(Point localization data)
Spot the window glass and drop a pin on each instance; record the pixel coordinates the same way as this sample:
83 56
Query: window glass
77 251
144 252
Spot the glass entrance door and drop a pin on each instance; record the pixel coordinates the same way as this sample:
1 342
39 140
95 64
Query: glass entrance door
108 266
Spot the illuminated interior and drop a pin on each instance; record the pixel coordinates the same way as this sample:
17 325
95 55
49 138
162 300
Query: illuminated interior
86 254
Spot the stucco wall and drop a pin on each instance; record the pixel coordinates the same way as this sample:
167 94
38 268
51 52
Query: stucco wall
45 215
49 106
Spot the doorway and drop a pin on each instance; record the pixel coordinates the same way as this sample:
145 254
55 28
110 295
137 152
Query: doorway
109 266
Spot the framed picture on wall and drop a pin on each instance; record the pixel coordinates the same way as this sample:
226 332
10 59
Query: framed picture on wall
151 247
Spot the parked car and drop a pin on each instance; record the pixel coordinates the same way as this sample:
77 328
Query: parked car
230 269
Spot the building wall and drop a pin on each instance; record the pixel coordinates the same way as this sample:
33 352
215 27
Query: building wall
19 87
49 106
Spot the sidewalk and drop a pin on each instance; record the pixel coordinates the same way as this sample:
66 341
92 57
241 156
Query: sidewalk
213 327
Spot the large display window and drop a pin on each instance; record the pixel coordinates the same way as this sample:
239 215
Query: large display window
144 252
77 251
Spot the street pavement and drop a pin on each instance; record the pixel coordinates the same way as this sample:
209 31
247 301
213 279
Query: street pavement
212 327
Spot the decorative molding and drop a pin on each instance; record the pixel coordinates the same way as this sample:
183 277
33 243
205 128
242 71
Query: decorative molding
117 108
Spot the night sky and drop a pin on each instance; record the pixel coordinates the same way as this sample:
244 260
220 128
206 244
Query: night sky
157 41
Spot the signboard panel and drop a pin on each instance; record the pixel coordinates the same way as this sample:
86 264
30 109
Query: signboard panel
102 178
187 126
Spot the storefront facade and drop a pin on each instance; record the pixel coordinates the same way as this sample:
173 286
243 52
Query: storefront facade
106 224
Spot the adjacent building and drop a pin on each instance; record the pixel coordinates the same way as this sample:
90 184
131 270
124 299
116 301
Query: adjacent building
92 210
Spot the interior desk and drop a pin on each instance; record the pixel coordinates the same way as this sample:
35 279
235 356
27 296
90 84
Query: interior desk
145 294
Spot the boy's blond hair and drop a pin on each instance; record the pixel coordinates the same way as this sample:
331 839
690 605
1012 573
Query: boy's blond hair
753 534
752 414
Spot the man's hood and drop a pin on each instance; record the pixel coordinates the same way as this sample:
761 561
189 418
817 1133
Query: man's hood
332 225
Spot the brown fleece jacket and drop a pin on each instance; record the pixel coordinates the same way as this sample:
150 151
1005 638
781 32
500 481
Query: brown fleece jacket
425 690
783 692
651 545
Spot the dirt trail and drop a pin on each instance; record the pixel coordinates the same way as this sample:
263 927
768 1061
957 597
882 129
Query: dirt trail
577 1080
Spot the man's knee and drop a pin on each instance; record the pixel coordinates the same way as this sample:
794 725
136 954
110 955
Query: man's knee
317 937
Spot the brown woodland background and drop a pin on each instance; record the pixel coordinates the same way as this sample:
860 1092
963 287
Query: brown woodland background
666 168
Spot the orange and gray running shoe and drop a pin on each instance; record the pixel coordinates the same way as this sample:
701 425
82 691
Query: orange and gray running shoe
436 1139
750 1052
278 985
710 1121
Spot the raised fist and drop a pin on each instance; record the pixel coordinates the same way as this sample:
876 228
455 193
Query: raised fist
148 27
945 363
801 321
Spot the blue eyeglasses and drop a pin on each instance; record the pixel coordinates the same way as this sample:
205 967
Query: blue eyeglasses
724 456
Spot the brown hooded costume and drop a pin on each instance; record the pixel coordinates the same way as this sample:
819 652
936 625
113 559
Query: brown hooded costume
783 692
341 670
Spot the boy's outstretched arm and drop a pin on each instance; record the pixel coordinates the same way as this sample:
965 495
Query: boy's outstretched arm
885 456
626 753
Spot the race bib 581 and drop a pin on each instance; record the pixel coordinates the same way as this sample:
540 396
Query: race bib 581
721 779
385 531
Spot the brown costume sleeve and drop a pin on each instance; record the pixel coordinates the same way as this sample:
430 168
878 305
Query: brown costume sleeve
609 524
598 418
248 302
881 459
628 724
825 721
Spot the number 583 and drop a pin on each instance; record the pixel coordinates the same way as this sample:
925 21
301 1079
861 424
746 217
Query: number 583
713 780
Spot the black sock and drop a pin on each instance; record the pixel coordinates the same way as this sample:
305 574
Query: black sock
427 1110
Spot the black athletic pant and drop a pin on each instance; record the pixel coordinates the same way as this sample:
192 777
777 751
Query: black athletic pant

# [What is being asked]
Only a number is asked for here: the count of lines in the records that hold "athletic".

# [Expected output]
2